Stored data:
----------------------------------------
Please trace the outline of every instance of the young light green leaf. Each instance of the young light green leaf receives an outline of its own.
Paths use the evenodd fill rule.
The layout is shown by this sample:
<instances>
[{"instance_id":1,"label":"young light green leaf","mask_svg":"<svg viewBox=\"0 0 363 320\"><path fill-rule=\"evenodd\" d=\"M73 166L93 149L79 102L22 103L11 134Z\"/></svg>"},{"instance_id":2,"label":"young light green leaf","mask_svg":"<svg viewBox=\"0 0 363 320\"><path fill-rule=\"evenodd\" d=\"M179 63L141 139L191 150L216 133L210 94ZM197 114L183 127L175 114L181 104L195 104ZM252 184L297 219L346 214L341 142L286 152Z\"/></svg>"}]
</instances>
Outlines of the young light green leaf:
----------------------------------------
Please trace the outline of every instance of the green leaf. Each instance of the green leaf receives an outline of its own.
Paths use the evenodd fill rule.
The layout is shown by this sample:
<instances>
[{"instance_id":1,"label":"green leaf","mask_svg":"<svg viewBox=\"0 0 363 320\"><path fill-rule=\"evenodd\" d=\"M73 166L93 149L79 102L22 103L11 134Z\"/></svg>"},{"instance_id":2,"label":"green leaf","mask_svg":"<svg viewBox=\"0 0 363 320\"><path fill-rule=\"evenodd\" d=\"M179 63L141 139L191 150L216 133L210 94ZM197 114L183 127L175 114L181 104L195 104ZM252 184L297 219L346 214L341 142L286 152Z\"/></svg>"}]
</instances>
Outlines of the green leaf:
----------------------------------------
→ What the task requires:
Work through the records line by line and tally those with the word "Please". Report only the total.

→ Response box:
2